** PROBLEM 1 **
Answer these questions from the passage on the parallel movement mechanism, each on its own line:
(a) What reference number is given to the pistons?
(b) What keeps the axis of rotation of loop forming roll 30 level as the roll moves upwardly?
(c) To move loop forming roll 30 downwardly, which chambers receive the air pressure?

** SELECTED TEXT **
------------------------------------------------------------

The Jacobs parallel movement mechanism, and the manner which it operates, are per se well known. Thus, it is only necessary to state that when air is introduced into the cylinders 162, in the chambers below the pistons 168, and at the same time exhausted from the chambers above the pistons 168, the pistons 168 will be forced upwardly, carrying the center support 156 and the loop forming roll 30 with them. The parallel movement mechanism 178, 180, etc., will maintain the axis of rotation of loop forming roll 30 in a level position as it moves upwardly. It will perform the same function when the air pressure is shifted to the upper chambers, and the lower chambers are exhausted, for the purpose of moving the loop forming roll 30 downwardly.

------------------------------------------------------------

** PROBLEM 2 **
Repeat the entries word for word, from the line that contains "of the closet" up to and including the last line of the entries.

------------------------------------------------------------

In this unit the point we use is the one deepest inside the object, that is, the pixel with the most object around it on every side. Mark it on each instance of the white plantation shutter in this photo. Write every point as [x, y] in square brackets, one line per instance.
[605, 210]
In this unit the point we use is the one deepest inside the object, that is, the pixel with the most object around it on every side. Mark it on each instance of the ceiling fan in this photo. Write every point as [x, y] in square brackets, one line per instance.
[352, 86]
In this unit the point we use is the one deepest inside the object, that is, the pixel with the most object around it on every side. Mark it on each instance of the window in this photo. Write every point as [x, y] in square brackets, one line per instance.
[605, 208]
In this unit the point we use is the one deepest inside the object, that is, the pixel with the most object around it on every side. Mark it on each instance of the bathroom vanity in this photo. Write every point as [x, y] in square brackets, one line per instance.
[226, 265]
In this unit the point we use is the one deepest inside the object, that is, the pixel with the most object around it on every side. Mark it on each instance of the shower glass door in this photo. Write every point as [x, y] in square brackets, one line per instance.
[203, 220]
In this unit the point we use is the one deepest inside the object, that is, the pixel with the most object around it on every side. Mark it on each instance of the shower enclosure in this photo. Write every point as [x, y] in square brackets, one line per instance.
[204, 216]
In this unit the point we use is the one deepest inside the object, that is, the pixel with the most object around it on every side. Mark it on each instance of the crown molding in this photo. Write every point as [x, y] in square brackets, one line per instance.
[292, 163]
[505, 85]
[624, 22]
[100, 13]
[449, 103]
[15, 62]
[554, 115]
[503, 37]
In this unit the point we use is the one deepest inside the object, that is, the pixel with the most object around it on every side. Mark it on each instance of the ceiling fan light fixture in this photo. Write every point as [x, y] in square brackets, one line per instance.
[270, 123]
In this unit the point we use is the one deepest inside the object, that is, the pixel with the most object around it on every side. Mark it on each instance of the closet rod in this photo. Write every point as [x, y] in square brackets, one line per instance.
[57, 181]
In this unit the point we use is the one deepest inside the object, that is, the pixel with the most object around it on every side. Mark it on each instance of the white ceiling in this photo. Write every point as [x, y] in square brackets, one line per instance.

------------------------------------------------------------

** FINAL RESULT 1 **
(a) 168
(b) The parallel movement mechanism 178, 180, etc.
(c) The upper chambers

** FINAL RESULT 2 **
In this unit the point we use is the one deepest inside the object, that is, the pixel with the most object around it on every side. Mark it on each instance of the closet rod in this photo. Write every point as [x, y] in square brackets, one line per instance.
[57, 181]
In this unit the point we use is the one deepest inside the object, that is, the pixel with the most object around it on every side. Mark it on each instance of the white ceiling in this photo. Write every point as [x, y] in square brackets, one line per instance.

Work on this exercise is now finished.